§ **WHAT IS EXPECTED**: The data must be returned in full and exactly as given.

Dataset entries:

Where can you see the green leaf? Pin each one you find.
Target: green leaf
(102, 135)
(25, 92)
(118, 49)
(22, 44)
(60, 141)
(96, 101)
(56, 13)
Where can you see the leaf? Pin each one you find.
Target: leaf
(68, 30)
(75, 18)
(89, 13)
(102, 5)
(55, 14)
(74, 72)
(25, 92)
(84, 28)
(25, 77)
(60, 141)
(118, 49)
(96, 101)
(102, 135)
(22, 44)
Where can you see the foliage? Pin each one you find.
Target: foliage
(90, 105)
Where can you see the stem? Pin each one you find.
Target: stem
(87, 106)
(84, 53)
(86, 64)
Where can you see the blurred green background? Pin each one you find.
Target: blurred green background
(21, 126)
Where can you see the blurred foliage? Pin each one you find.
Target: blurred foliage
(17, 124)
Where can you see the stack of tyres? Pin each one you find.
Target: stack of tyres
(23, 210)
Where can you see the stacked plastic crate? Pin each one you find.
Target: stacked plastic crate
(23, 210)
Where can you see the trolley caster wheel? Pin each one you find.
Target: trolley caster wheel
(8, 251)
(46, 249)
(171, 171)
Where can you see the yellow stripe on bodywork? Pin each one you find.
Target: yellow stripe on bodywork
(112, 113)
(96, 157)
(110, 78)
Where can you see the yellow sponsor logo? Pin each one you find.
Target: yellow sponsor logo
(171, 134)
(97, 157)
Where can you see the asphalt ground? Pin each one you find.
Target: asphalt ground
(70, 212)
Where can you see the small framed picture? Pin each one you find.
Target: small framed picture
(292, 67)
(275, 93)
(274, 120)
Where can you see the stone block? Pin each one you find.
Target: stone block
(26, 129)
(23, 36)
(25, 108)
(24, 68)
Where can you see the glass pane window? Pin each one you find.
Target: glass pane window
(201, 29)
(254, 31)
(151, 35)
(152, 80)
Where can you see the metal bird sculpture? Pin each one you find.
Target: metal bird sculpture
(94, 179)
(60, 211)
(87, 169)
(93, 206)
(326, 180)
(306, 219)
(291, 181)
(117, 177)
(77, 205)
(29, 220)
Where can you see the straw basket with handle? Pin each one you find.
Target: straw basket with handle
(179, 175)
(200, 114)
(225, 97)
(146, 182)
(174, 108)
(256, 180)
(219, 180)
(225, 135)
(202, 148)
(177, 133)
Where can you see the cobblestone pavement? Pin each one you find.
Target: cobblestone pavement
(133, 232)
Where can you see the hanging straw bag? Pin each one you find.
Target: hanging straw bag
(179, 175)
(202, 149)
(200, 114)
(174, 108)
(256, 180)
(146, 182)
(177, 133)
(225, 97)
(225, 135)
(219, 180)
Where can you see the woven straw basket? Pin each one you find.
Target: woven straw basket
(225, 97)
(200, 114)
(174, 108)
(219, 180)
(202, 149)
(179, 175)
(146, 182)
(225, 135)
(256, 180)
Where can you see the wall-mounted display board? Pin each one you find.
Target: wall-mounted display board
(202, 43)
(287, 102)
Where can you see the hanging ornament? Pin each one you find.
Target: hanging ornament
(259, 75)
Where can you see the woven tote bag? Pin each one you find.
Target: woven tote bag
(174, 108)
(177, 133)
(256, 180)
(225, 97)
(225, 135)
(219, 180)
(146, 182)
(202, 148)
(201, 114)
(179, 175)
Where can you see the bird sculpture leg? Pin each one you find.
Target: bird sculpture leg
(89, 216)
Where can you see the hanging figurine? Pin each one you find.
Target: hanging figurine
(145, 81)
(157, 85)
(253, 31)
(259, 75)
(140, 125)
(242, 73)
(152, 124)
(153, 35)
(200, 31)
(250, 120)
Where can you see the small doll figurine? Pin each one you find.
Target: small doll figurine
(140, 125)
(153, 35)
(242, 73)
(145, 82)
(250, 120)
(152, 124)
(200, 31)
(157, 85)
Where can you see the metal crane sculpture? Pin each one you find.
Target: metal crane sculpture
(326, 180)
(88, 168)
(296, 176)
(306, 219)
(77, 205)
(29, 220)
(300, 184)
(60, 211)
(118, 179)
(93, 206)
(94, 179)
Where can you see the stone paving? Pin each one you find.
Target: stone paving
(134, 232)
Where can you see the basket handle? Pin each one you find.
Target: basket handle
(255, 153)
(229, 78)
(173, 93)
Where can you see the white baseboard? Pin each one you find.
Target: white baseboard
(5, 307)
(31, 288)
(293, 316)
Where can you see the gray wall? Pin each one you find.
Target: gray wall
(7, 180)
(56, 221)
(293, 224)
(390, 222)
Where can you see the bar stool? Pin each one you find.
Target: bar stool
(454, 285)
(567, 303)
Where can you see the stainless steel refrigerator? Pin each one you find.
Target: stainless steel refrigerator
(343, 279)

§ **EXERCISE RESPONSE**:
Where can you see the green leaf? Pin each one you find.
Target: green leaf
(102, 135)
(25, 92)
(118, 49)
(22, 44)
(60, 141)
(96, 101)
(56, 13)
Where can you see the leaf? Pin each one you find.
Target: leaf
(68, 30)
(75, 18)
(89, 13)
(102, 5)
(55, 14)
(74, 72)
(25, 92)
(84, 28)
(25, 77)
(60, 141)
(118, 49)
(96, 101)
(102, 135)
(22, 44)
Where can you see the foliage? Pin each one you find.
Target: foliage
(90, 105)
Where can you see the stem? Pin each one you find.
Target: stem
(87, 106)
(84, 53)
(86, 64)
Where can you see the blurred green background? Pin each one you find.
Target: blurred green background
(21, 126)
Where can you see the blurred foliage? Pin each one you find.
Target: blurred foliage
(17, 124)
Where can you see the stack of tyres? Pin each one you find.
Target: stack of tyres
(23, 210)
Where can you see the stacked plastic crate? Pin each one you find.
Target: stacked plastic crate
(23, 210)
Where can you see the trolley caster wheel? Pin each one you find.
Target: trolley caster wheel
(8, 251)
(46, 249)
(171, 171)
Where can you see the yellow stripe on bodywork? Pin each one you find.
Target: yellow stripe on bodywork
(112, 113)
(96, 157)
(110, 78)
Where can you see the yellow sponsor logo? Pin each one you find.
Target: yellow sponsor logo
(171, 134)
(97, 157)
Where can you see the asphalt ground? Pin each one you find.
Target: asphalt ground
(70, 212)
Where can you see the small framed picture? Pin each one you find.
Target: small framed picture
(292, 67)
(275, 93)
(274, 120)
Where can you see the stone block? Pin each one you find.
Target: stone block
(26, 129)
(23, 36)
(25, 108)
(24, 68)
Where can you see the glass pane window? Pin each one you find.
Target: glass pane window
(201, 29)
(254, 31)
(151, 35)
(152, 80)
Where can you see the metal bird sculpture? Pin each one you find.
Target: metal bird sculpture
(94, 179)
(60, 211)
(87, 169)
(93, 206)
(326, 180)
(306, 219)
(291, 181)
(117, 177)
(77, 205)
(29, 220)
Where can you see the straw basket with handle? Pin each one you find.
Target: straw basket with handle
(179, 175)
(200, 114)
(225, 97)
(146, 182)
(174, 108)
(256, 180)
(219, 180)
(225, 135)
(202, 148)
(177, 133)
Where can you see the cobblestone pavement? Pin each one you find.
Target: cobblestone pavement
(133, 232)
Where can you see the hanging straw bag? Pin each one you find.
Target: hanging straw bag
(179, 175)
(202, 149)
(200, 114)
(174, 108)
(256, 180)
(146, 182)
(177, 133)
(225, 97)
(225, 135)
(219, 180)
Where can you see the woven straw basket? Pin each one you find.
Target: woven straw basket
(225, 97)
(200, 114)
(174, 108)
(219, 180)
(202, 149)
(179, 175)
(146, 182)
(225, 135)
(256, 180)
Where can you see the wall-mounted display board? Pin each one you find.
Target: wall-mounted display board
(202, 43)
(287, 102)
Where can you see the hanging ornament? Pin each one you find.
Target: hanging ornament
(259, 75)
Where can you see the woven tote bag? Pin each one you find.
Target: woven tote bag
(174, 108)
(177, 133)
(256, 180)
(225, 97)
(225, 135)
(219, 180)
(146, 182)
(202, 148)
(201, 114)
(179, 175)
Where can you see the bird sculpture leg? Pin each one you find.
Target: bird sculpture leg
(89, 216)
Where can you see the hanging figurine? Pin each one you find.
Target: hanging figurine
(145, 81)
(157, 85)
(253, 31)
(259, 75)
(140, 125)
(242, 73)
(152, 124)
(153, 35)
(200, 31)
(250, 120)
Where can you see the small doll figurine? Pin each one you find.
Target: small doll figurine
(140, 125)
(153, 35)
(242, 73)
(145, 82)
(250, 120)
(152, 124)
(200, 31)
(157, 85)
Where can you see the metal crane sculpture? Pin each one you find.
Target: metal crane sculpture
(326, 180)
(88, 168)
(296, 176)
(306, 219)
(77, 205)
(29, 220)
(300, 184)
(60, 211)
(118, 179)
(93, 206)
(94, 179)
Where can you see the stone paving? Pin each one you find.
Target: stone paving
(134, 232)
Where can you see the basket handle? Pin each one you find.
Target: basket handle
(255, 153)
(229, 78)
(173, 93)
Where can you see the white baseboard? Pin each one you find.
Target: white baseboard
(5, 307)
(31, 288)
(293, 316)
Where can you see the gray wall? Pin each one you find.
Target: gray wall
(7, 180)
(56, 221)
(293, 224)
(390, 222)
Where can you see the bar stool? Pin each one you find.
Target: bar stool
(454, 285)
(567, 303)
Where can you see the stainless steel refrigerator? Pin each one you find.
Target: stainless steel refrigerator
(343, 279)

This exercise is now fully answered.